Point localization data:
[Start of section]

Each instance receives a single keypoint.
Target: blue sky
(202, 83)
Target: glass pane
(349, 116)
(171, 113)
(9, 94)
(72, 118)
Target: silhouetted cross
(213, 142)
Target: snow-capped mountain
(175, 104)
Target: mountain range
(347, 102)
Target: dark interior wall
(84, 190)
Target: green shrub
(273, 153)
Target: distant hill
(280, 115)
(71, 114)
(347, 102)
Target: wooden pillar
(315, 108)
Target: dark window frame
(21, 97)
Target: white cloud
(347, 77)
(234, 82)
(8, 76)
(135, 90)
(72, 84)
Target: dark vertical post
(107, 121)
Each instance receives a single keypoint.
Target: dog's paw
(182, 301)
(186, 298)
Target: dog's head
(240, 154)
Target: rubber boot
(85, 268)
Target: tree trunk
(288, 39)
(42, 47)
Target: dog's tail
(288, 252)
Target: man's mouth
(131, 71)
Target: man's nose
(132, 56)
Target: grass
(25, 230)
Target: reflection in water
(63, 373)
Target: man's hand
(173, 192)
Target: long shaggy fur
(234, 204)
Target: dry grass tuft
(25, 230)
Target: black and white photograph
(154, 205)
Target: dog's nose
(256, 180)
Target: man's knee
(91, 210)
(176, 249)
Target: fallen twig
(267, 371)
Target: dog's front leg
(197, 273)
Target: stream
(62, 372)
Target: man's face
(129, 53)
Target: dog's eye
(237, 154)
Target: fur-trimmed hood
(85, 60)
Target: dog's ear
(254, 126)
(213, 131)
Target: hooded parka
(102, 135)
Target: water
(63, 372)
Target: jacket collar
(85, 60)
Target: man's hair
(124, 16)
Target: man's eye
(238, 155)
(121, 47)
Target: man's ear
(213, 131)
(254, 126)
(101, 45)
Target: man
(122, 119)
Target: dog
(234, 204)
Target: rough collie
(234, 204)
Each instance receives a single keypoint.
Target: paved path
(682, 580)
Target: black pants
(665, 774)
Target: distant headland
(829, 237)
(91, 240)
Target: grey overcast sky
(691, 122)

[End of section]

# Description of the task:
Word for word, transcribe all of the entries shown above.

# Task answer:
Each instance receives a single keypoint.
Target: blue sky
(202, 83)
Target: glass pane
(349, 116)
(171, 113)
(9, 94)
(72, 118)
Target: silhouetted cross
(213, 142)
Target: snow-capped mountain
(175, 104)
Target: mountain range
(347, 102)
Target: dark interior wall
(84, 190)
Target: green shrub
(273, 153)
Target: distant hill
(280, 115)
(71, 114)
(347, 102)
Target: wooden pillar
(315, 108)
Target: dark window frame
(21, 97)
Target: white cloud
(347, 77)
(234, 82)
(8, 76)
(135, 90)
(72, 84)
Target: dark vertical post
(107, 121)
Each instance receives a single keypoint.
Target: dog's paw
(182, 301)
(186, 298)
Target: dog's head
(240, 154)
Target: rubber boot
(85, 268)
Target: tree trunk
(288, 39)
(42, 47)
Target: dog's tail
(288, 252)
Target: man's mouth
(131, 71)
Target: man's nose
(132, 56)
Target: grass
(25, 230)
Target: reflection in water
(63, 373)
Target: man's hand
(173, 192)
Target: long shaggy fur
(234, 204)
Target: dry grass tuft
(25, 230)
Target: black and white photograph
(154, 205)
Target: dog's nose
(256, 180)
Target: man's knee
(91, 210)
(176, 249)
Target: fallen twig
(267, 371)
Target: dog's front leg
(197, 273)
Target: stream
(62, 372)
Target: man's face
(129, 53)
Target: dog's eye
(237, 154)
Target: fur-trimmed hood
(85, 60)
Target: dog's ear
(254, 126)
(213, 131)
Target: hooded parka
(102, 135)
Target: water
(63, 372)
Target: jacket collar
(85, 60)
Target: man's hair
(124, 16)
Target: man's eye
(238, 155)
(121, 47)
Target: man's ear
(213, 131)
(254, 126)
(101, 45)
Target: man
(122, 119)
Target: dog
(234, 204)
Target: rough collie
(234, 204)
Each instance receives a single keypoint.
Target: paved path
(682, 580)
Target: black pants
(665, 774)
Target: distant headland
(829, 237)
(91, 240)
Target: grey overcast sky
(691, 122)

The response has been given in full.